*Exercise task 1:* Pull out every line of the records that contains the word "plaid" and copy each one unchanged.
START Text excerpt
How we can help you

A wealth of experience and knowledge

Our expert team has extensive experience advising education providers on a wide range of construction issues including obtaining regulatory and stakeholder approvals, the political drivers for funding streams and the need for tight project and risk management to ensure that the provision of education isn't disrupted. We also have extensive experience supporting clients to procure capital projects.

We advise across the breadth of organisations engaged in construction and capital projects in the education sector, including education providers, local authorities, building contractors and consultants meaning we are well placed to support you on any construction issue you may have.

A reputation in the education sector

We are ideally placed to support you because:

  • Helping schools flourish is at the heart of our team’s work. We have acted for over 500 schools, academies and Multi Academy Trusts (MATs) across the country and understand the needs and requirements of the sector;
  • We are nationally recognised education law experts, trusted by schools, academies, education providers and dioceses across the country;
    Our relationship with the Department for Education (DfE) is excellent across all levels. This enables us to access decision-makers quickly and effectively for your benefit;
  • We have a national construction practice and regularly advise clients in the education sector;
  • We think innovatively and across sectors when advising educational institutions on options to enable them to fulfil their purposes and mission;
  • We are a purpose-driven law firm, dedicated to “transforming lives, communities and society” through the way we work and who we choose to work with.

Our services are available to you

Our construction and education legal services can be called off from the Crown Commercial Services “WPS Legal Services” framework by public sector organisations. Further details on the framework are available here and we would be happy to support you should you wish to procure our services.

Procuring works in the education sector: our top tips

1. Be clear on what you want. Being clear from the start on the scope of works you need and the budget you have to achieve this will be critical to the success of your project.

2. Consider practical implications. Construction works can be very disruptive. To manage disruptions, consider at the outset whether the works will disrupt all or part of your school activities, when you will need the work to be done by and what impact on your school operations delay could have. Also consider any neighbours and/or landlords that could be affected by the works and who you have a responsibility to consult or reach agreement with. Needs and risks can be managed through the right building contract.

3. Understand what internal resource you have, and what external resource you need. A building project most often needs:

  • Professional design services such as from an architect, structural engineer, mechanical and electrical engineer, landscape architect etc.
  • Contract administration / project management services to administer your building contract.
  • Support in relation to health and safety and The Construction (Design and Management) Regulations 2015 from a principal designer and principal contractor.
  • Building contractor to undertake the works, which is itself likely to subcontract the smaller works packages to other trades.

Where you can’t fill any of those roles within your own organisation, you will need to contract with others to get the external support you need.
END Text excerpt
START Data section
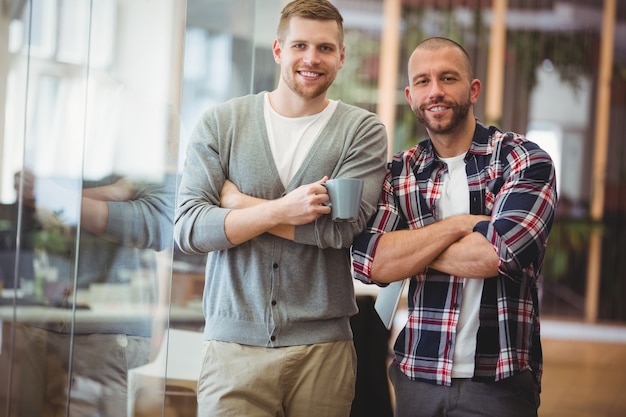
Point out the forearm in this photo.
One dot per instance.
(471, 257)
(239, 231)
(243, 224)
(404, 253)
(94, 215)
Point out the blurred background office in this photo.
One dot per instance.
(100, 90)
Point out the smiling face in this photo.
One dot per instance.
(310, 55)
(441, 90)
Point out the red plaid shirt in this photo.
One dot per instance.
(510, 179)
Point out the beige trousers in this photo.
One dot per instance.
(297, 381)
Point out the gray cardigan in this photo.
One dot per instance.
(271, 291)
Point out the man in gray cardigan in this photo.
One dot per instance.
(279, 295)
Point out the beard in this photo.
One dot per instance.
(459, 113)
(305, 91)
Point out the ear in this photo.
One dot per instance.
(407, 94)
(342, 56)
(277, 50)
(475, 88)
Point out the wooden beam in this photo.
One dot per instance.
(496, 63)
(388, 67)
(600, 145)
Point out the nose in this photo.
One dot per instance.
(311, 57)
(435, 91)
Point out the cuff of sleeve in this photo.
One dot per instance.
(481, 227)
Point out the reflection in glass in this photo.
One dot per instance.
(87, 186)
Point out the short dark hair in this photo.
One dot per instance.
(309, 9)
(440, 42)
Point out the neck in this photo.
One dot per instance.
(456, 142)
(288, 104)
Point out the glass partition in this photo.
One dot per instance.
(87, 184)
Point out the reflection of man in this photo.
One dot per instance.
(122, 225)
(466, 214)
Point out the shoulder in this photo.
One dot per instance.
(346, 111)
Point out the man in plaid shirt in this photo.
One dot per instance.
(466, 215)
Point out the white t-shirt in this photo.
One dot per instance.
(291, 138)
(455, 200)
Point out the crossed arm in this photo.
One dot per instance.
(450, 246)
(252, 216)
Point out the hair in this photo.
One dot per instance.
(309, 9)
(435, 43)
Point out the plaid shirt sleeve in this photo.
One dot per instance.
(397, 201)
(524, 207)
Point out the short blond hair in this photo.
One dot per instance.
(309, 9)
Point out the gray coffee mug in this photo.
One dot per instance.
(345, 198)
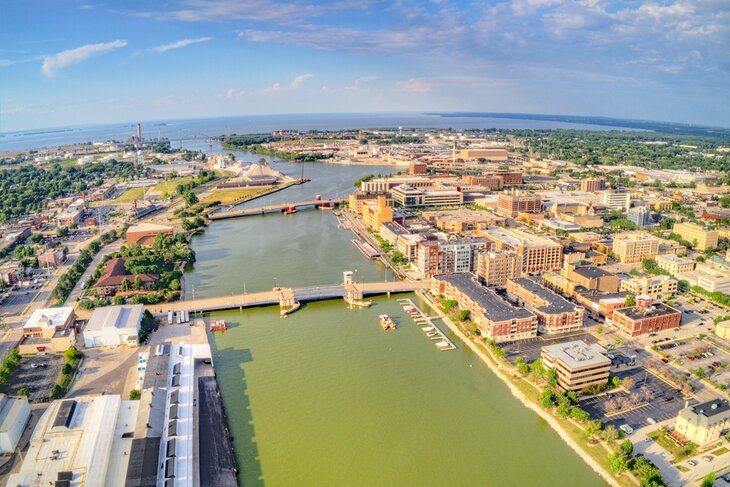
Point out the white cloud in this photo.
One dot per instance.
(64, 59)
(179, 44)
(297, 81)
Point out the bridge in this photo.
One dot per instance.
(281, 208)
(289, 299)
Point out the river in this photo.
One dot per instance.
(326, 398)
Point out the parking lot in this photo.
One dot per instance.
(660, 400)
(38, 378)
(531, 348)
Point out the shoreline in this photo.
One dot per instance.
(520, 396)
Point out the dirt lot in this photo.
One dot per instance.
(38, 379)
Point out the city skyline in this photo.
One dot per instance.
(82, 63)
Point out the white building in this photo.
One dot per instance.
(112, 326)
(14, 416)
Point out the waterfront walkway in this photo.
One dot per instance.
(280, 208)
(286, 297)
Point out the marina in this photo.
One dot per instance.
(426, 324)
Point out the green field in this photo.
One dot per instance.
(229, 196)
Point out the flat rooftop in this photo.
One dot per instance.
(495, 308)
(654, 309)
(578, 354)
(556, 303)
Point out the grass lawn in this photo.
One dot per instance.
(229, 196)
(130, 195)
(170, 184)
(668, 444)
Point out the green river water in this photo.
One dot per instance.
(326, 398)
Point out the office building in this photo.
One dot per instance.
(646, 317)
(536, 254)
(577, 364)
(591, 185)
(656, 287)
(495, 268)
(446, 256)
(616, 200)
(705, 423)
(697, 235)
(674, 264)
(510, 204)
(112, 326)
(496, 318)
(639, 216)
(632, 248)
(407, 196)
(554, 313)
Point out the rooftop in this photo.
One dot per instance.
(495, 308)
(556, 303)
(48, 317)
(126, 316)
(577, 354)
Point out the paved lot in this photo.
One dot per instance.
(38, 380)
(656, 394)
(531, 349)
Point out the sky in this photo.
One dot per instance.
(70, 62)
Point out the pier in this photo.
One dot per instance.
(289, 299)
(280, 208)
(427, 325)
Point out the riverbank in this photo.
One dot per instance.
(492, 363)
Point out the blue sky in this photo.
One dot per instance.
(65, 62)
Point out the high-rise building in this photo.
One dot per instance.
(616, 200)
(447, 256)
(640, 216)
(631, 248)
(510, 204)
(697, 235)
(495, 268)
(537, 254)
(592, 185)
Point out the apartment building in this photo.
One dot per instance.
(407, 196)
(616, 200)
(536, 254)
(496, 268)
(675, 264)
(697, 235)
(656, 287)
(577, 364)
(591, 185)
(510, 204)
(495, 318)
(646, 317)
(705, 423)
(630, 248)
(554, 313)
(447, 256)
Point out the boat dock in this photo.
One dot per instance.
(427, 325)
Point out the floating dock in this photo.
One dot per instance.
(427, 325)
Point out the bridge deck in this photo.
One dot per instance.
(274, 297)
(270, 208)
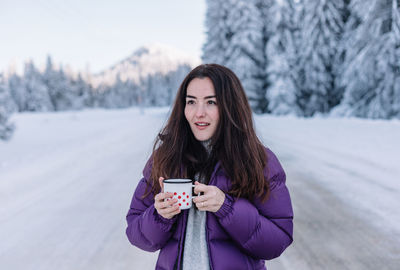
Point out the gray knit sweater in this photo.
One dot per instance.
(195, 252)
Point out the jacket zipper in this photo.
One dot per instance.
(208, 245)
(180, 247)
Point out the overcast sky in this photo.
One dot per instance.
(97, 33)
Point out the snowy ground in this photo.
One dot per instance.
(66, 180)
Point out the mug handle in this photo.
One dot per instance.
(193, 195)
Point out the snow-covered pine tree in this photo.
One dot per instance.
(37, 93)
(65, 92)
(282, 55)
(219, 32)
(238, 32)
(18, 93)
(6, 107)
(372, 76)
(321, 32)
(80, 94)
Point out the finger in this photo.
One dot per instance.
(173, 213)
(160, 180)
(167, 204)
(169, 211)
(162, 196)
(200, 188)
(201, 198)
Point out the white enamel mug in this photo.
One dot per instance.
(182, 190)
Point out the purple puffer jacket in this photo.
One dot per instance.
(240, 235)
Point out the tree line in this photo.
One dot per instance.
(309, 57)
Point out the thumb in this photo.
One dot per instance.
(160, 180)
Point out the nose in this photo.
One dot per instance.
(200, 111)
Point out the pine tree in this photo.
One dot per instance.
(219, 32)
(238, 32)
(282, 55)
(37, 93)
(18, 93)
(6, 108)
(372, 77)
(320, 35)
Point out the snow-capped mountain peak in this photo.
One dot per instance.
(145, 61)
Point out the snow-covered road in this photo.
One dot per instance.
(66, 181)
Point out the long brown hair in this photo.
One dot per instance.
(176, 152)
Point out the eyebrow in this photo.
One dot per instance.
(207, 97)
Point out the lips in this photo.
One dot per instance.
(201, 125)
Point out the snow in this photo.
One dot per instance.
(66, 179)
(147, 60)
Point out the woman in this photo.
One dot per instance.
(243, 215)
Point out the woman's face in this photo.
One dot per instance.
(201, 109)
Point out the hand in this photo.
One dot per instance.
(212, 199)
(166, 209)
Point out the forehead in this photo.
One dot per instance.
(200, 87)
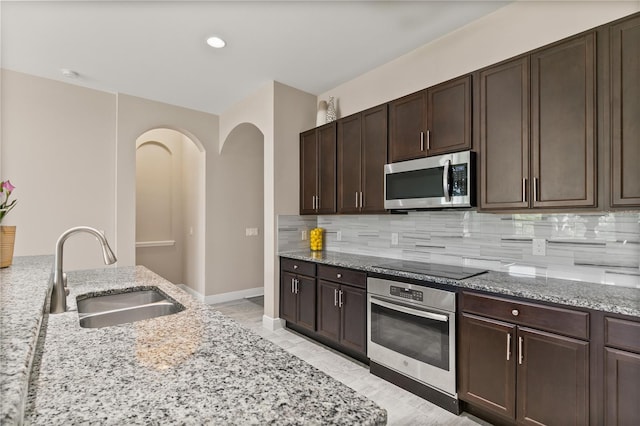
END Data section
*Exercise task 2:* In the page on construction legal services for the education sector, why does the firm say it is well placed to support any construction issue? Answer in one to three sentences.

*Correct result 1:*
Point out the red plaid shirt in this photo.
Point out the man in plaid shirt in this photo.
Point out the plaid shirt sleeve in this photo.

*Correct result 2:* The firm advises across the breadth of organisations engaged in construction and capital projects in the education sector. These include education providers, local authorities, building contractors and consultants.